───── READING TEXT
7. Maximum duty cycle calculation

At the beginning of the design, a maximum duty cycle is set first, and then other parameters such as the turns ratio are determined. There will be rounding in the process of turns calculation, so the turns ratio will be adjusted, so the actual maximum duty cycle of the designed transformer will be calculated here.

The real turns ratio Np: Ns1
n=Np/Ns1
n=15.67

The actual maximum duty cycle:
Dmax=(n*Vo1)/(n*Vo1+Vin)
Dmax=0.416

The maximum duty cycle for a specific core, a specific number of winding turns, and a specific input and output condition has been determined. Then there is a problem, that is, the previous calculations are based on the preset maximum duty cycle. In fact, this does not affect the design of the transformer. You only need to iterate the current and inductance once.

8. Maximum flux density calculation

According to Faraday’s law of induction, the change of the maximum duty cycle will affect the change of the AC flux density, thereby affecting the change of the maximum flux density. Therefore, when the core, number of turns, and maximum duty cycle are determined, it is necessary to confirm the maximum flux density again to ensure that the core will not saturate.
──────────
───── RECORD EXTRACTS
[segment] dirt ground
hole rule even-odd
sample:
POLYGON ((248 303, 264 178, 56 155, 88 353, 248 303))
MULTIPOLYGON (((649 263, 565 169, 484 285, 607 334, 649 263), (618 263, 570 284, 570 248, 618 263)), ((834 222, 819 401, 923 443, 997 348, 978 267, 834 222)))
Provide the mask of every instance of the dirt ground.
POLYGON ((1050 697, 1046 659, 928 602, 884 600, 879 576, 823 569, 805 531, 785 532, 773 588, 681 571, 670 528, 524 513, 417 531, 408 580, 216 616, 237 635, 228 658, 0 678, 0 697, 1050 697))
──────────
───── RECORD EXTRACTS
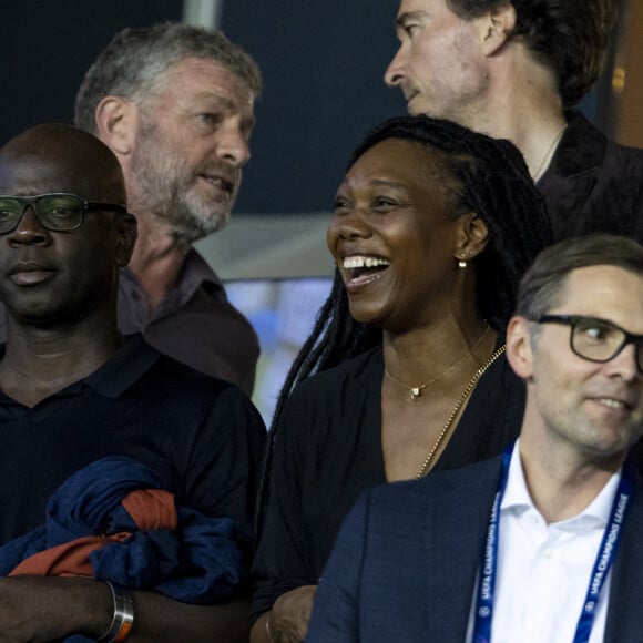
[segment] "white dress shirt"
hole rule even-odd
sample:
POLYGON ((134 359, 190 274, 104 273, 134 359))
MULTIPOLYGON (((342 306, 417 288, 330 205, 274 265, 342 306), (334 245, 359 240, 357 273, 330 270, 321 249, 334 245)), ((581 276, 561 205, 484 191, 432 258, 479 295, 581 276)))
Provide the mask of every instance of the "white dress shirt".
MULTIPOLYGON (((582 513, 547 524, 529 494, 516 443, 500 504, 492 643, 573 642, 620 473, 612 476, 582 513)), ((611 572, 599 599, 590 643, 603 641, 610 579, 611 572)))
──────────
### GIVEN EXERCISE 1
Rewrite the paragraph of the transformer design text beginning "At the beginning of the design" as a short list, keeping its main facts.
### GIVEN EXERCISE 2
Reproduce the stretch of the transformer design text from "The real turns" through "and inductance once.".
### GIVEN EXERCISE 3
Write what comes next in the transformer design text, picking up after its last sentence.

### EXERCISE RESULT 1
- The design starts by setting a maximum duty cycle, then determines other parameters such as the turns ratio.
- Turns calculation involves rounding, which adjusts the turns ratio.
- So the actual maximum duty cycle of the designed transformer is calculated at this step.

### EXERCISE RESULT 2
The real turns ratio Np: Ns1
n=Np/Ns1
n=15.67

The actual maximum duty cycle:
Dmax=(n*Vo1)/(n*Vo1+Vin)
Dmax=0.416

The maximum duty cycle for a specific core, a specific number of winding turns, and a specific input and output condition has been determined. Then there is a problem, that is, the previous calculations are based on the preset maximum duty cycle. In fact, this does not affect the design of the transformer. You only need to iterate the current and inductance once.

### EXERCISE RESULT 3
AC flux density calculation:
Bac=(Vinmin*Dmax)/(f*2Np*Ae)
Bac=0.058T

Maximum flux density calculation:
Bmax=Bac/((△I/2)/Ipk)
Bmax=0.316T

Next, you need to confirm the wire gauge, fill factor and air gap. This is the same as the previous calculation method, so I will not explain it in detail.

3. Output results

Core size: PQ2625

Core material: DMR95 or equivalent

Primary winding turns: 47

Secondary 1 winding turns: 3

Secondary 2 winding turns: 7

Inductance: 1272uH

Maximum magnetic flux density: 0.316T

Flyback converters are often used in auxiliary power supplies, and transformers generally have multiple winding outputs, and multiple winding outputs will have cross-regulation issues. Next time, I will talk about the cross-regulation issue.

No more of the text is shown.